-------- Data to process

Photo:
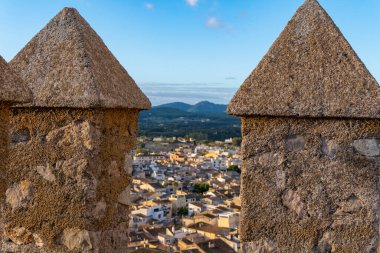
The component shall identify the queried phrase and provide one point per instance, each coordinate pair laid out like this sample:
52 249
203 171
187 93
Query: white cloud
192 3
213 22
149 6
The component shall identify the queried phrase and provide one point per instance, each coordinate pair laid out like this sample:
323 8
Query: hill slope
203 121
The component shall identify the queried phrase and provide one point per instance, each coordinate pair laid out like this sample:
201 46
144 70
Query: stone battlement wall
310 185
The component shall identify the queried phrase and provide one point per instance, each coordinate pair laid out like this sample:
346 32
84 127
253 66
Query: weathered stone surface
260 246
311 70
18 235
68 65
76 239
311 201
46 172
19 194
75 161
367 147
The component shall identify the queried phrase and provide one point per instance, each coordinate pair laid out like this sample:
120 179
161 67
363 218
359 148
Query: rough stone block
323 197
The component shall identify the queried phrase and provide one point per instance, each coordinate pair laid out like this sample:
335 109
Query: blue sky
190 50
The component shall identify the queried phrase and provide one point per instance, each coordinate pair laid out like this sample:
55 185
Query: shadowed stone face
64 183
323 194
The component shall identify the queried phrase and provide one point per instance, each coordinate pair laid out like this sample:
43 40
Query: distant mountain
201 107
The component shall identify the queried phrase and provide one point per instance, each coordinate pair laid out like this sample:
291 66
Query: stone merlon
310 71
12 88
68 65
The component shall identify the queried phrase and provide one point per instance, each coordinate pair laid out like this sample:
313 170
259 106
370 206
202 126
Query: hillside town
185 196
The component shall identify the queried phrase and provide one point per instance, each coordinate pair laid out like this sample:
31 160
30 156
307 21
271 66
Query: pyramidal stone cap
310 71
12 88
68 65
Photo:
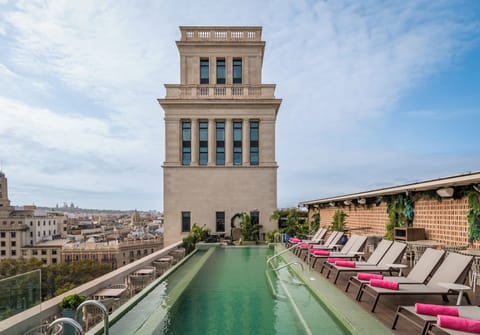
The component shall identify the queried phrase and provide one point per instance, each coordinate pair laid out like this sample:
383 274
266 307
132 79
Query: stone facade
219 133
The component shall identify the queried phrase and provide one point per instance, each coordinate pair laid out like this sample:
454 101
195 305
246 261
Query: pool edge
357 320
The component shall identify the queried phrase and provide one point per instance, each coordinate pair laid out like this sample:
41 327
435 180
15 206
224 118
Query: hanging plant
473 216
400 209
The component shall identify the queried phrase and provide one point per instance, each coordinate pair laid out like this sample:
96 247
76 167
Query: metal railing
101 307
288 264
69 321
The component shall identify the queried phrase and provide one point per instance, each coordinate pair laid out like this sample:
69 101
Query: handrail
70 321
281 253
288 264
100 306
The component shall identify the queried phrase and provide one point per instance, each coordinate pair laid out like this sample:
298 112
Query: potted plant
338 223
69 305
248 230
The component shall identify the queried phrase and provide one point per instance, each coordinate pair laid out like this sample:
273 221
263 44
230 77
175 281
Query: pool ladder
75 324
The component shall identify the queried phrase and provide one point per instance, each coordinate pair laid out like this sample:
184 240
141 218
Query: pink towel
462 324
391 285
333 260
348 264
368 276
321 252
435 309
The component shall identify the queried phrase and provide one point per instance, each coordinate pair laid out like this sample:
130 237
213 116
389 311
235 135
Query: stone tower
219 133
4 202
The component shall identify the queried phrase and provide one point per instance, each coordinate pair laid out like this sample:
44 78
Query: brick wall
444 220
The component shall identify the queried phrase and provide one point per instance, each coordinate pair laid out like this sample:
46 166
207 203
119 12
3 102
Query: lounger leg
397 314
359 293
375 303
348 285
465 294
336 277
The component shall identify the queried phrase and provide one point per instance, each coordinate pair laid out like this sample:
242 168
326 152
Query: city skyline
374 94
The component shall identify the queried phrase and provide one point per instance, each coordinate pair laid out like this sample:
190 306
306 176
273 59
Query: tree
249 230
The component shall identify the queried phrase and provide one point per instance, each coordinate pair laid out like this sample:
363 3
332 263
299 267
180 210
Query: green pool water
229 295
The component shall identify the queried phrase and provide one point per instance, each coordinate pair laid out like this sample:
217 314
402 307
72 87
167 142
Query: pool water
229 295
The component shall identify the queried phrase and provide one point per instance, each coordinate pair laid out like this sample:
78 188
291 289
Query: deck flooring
386 307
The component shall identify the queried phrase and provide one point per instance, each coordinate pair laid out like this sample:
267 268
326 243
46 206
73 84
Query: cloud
79 82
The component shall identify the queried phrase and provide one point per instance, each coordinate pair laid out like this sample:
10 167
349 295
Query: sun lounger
417 275
453 269
352 249
374 258
393 255
423 321
316 238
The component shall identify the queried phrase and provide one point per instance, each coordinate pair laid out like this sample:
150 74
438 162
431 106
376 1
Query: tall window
220 71
185 222
220 221
203 143
220 143
237 143
255 217
254 143
204 71
186 143
237 71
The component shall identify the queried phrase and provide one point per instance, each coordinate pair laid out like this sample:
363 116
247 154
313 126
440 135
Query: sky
375 94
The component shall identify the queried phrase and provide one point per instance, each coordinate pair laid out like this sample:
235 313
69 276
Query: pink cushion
368 276
391 285
321 252
333 260
436 309
462 324
348 264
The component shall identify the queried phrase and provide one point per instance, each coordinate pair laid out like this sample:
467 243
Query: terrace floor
386 307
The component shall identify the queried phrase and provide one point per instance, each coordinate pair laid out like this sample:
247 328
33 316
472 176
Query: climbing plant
473 216
401 210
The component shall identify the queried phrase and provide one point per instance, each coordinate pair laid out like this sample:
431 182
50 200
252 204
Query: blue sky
375 94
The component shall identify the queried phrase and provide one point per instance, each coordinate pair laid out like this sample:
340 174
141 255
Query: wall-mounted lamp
445 192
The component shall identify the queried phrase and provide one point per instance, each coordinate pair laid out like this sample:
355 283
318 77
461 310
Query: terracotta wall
444 220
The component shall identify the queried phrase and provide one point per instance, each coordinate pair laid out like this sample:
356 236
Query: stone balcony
227 34
264 91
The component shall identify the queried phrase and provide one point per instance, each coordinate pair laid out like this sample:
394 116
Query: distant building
24 226
116 253
219 133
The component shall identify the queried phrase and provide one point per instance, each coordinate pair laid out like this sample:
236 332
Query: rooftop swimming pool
224 291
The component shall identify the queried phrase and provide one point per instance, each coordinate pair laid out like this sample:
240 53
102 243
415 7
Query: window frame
203 143
237 71
204 66
237 137
186 142
220 221
186 215
220 143
254 142
221 69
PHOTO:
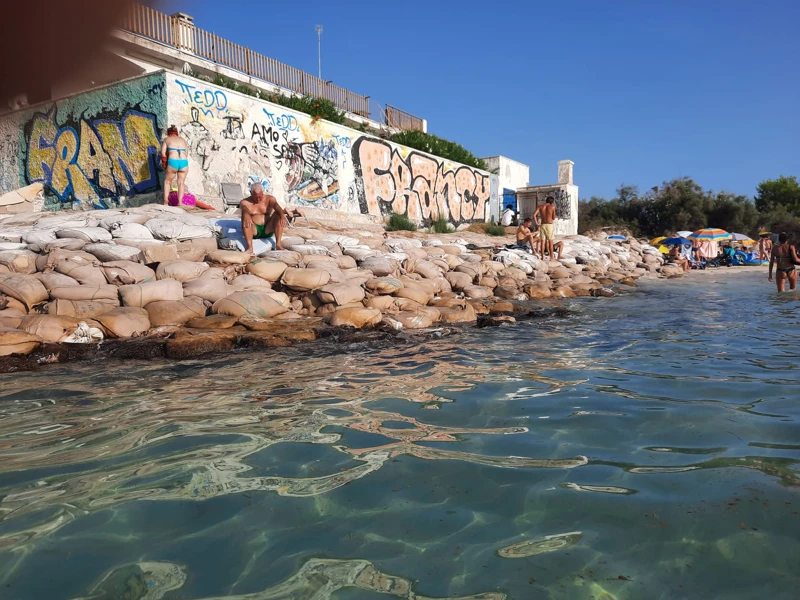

----------------

• **Problem requirements**
Print the records above again exactly. Leave out the images.

• **Response area**
Photo:
The component shall identify the queried phrase and provide one point per instance, each coordinate pair laid out like this sample:
52 249
203 171
187 93
Query: white cloud
192 3
213 22
149 6
The component shall identify the queried phrase and provide one point per instance, each coordinate pair laid out like this sample:
323 8
Query: hill slope
203 121
The component shall identify the queried phrase and provide one point per instance, each coordinate pair laid out like this sample:
201 46
144 70
Query: stone battlement wall
310 185
The component shall identify the queried phrase and provide one point per instance, each coordinate pair laid out like this sample:
346 32
84 127
253 66
Query: weathered stone surface
260 246
311 70
18 235
68 65
76 239
311 201
46 172
19 194
75 161
367 147
The component shall identify the queried phrase and provide one point per instance, each coordinate pair laid out like this sample:
120 179
161 67
363 218
359 148
Query: rough stone block
323 197
The component shall identify the queried phrase and provide one point per instance, each coordinate pair laid out like this sample:
335 109
Query: blue sky
190 50
The component shall identify the queried phrase and provide one point per instance, each coordinate pair laid out like this sample:
55 185
Query: shadowed stone face
64 183
323 194
The component shall identify the queried phrase and provide one point per instance, each coordinate pair laid out like this sample:
43 40
Query: distant mountain
201 107
The component shall identify the queried phrase and provide one point per instance, each coordinate pair laid out like this sample:
291 66
Query: stone merlon
310 71
12 88
68 65
The component shall identify the queried phrase and provide one point per instance, each coordinate pair laid out like this sample:
313 170
259 106
370 206
202 126
Query: hillside town
185 196
The component shall identify the queried phrase and provide one point per instance, each coordinate pair laid out like this sample:
31 160
30 156
307 21
271 66
Query: pyramidal stone cap
310 71
12 88
68 65
Photo:
The component shall identify the queried phrase and provide one point per instance, each coordinate pair laid out like this sample:
383 274
266 307
132 79
Query: stone facade
219 133
The component shall identify the queried phrase and provide one point per instance, each coordinate pair laid out like this sample:
454 101
195 305
246 261
Query: pool edge
357 320
The component shall identify the queried phrase and provide one point per instance, each coordinate pair laid out like this sample:
41 327
435 180
15 206
224 118
Query: hanging plant
473 216
400 209
The component shall identify the queried phrase and provide one point per instance, each coordinate pair laid out like this sample:
96 247
76 167
Query: metal railing
101 307
288 264
69 321
The component shall identify the queried phrase and provide one point per instance, each coordinate pair laid out like this sample:
69 101
Query: handrail
70 321
281 253
288 264
100 306
The component shall identify the queried phrase and provide one point per instance, each coordinate pair laid out like this sample:
298 112
Query: potted plant
338 223
69 305
248 230
The component shall identify the queried phrase and provide one point per instance, each coordinate pair laid out like this sample:
273 221
263 44
230 77
175 281
Query: pool ladder
75 324
The component shall identify the queried phrase and provide one point per instance, each coordinate pair laid out like this sample:
184 240
141 218
Query: pink towel
462 324
391 285
333 260
348 264
368 276
321 252
435 309
The component shall identify the queried phrase and provide one point per instance, each coordinate pair laid out like this sample:
130 237
213 116
389 311
235 135
Query: stone tower
219 133
4 202
The component shall identify the queried phrase and provide one point per instance, each coordinate pair laid out like this sample:
44 78
Query: brick wall
444 220
The component shall identify the queried phrase and provide one point per instance, each coordinate pair laid out like this sample:
46 166
207 203
119 12
3 102
Query: lounger leg
397 314
359 293
375 303
348 285
465 294
336 277
The component shall identify the queried phrase and provide one point per instance, each coordinate pair laid out like this sample:
242 168
326 152
Query: city skyline
374 94
The component shall identify the queried phrase and provide one point per instance, each coordinate pair laid out like this sample:
190 306
306 176
273 59
Query: tree
249 230
The component shall identify the queried phrase and provide one point per instance, each coordinate pair laid out like this sample:
363 3
332 263
299 267
180 210
Query: green pool water
229 295
The component shall identify the queried phrase and provide one point per instance, each coordinate pair laid out like this sample:
217 314
402 307
72 87
167 142
Query: pool water
229 295
The component shall identify the queried phrase and provide one point per instance, each coordinate pair laid out like this sample:
78 188
291 289
Query: deck flooring
386 307
The component shall identify the queried phrase and provide one point per instance, each coordinate pair laid out like this sample:
267 268
326 243
46 206
73 84
Query: cloud
79 82
The component shall identify the queried phrase and provide one point per instance, each coordinate pair laid out like this sample:
10 167
349 295
Query: sun lounger
417 275
453 269
352 249
374 258
393 255
423 321
316 238
The component shall identify the queried phrase and provide one point per instance, each coordinate pair laid out like this sample:
150 74
438 162
431 106
376 1
Query: tall window
220 71
185 222
220 221
203 143
220 143
237 143
255 217
254 143
204 71
186 143
237 71
The component shall identify the queried phrase and provide one point per instance, each coordinate pair laid out like this sample:
363 116
247 154
313 126
440 135
Query: sky
375 94
The component shall identify the queried phrase and provide one point per instance, each coordinate pair laid out like this sample:
235 313
69 276
Query: pink cushion
368 276
391 285
321 252
333 260
436 309
462 324
348 264
The component shall identify the queried phrase and provide one point per instance, each coordinate pair laid out like this sample:
467 243
Query: terrace floor
386 307
The component shall identify the queried phrase and provide one point per instance, each coordinate pair laid out like this sample:
247 328
33 316
472 176
Query: climbing plant
473 216
401 210
The component shall identify the queried phrase and provide one point per instance, each coordinate pair laid out like this sample:
431 182
50 200
252 204
Query: blue sky
375 94
The component shall identify the queried phrase and provide one point per instance, each coordinate pair laid out like this sample:
340 174
141 255
Query: wall-mounted lamp
445 192
The component shall identify the queried phrase and provide one point per instance, each coordinate pair laid out like this sample:
355 283
318 77
461 310
Query: terracotta wall
444 220
The component shall identify the queried phrase and provide one point per instance, each coordinate pair laid out like this sample:
356 236
Query: stone balcony
227 34
264 91
The component shall identify the queried phrase and provide one point per instance, each coordinate pair laid out like this sample:
394 116
Query: distant building
24 226
116 253
219 133
The component shall identify the queried phrase and provide one point per instance, each coordinate pair laid out like this sample:
236 332
Query: rooftop swimming pool
224 291
The component shall identify the queried phrase and provide one point per instance, each coordinate pair laid out like this sample:
240 53
102 243
415 7
Query: window frame
203 143
237 71
204 66
237 137
186 142
220 221
186 215
220 143
254 142
221 69
PHOTO:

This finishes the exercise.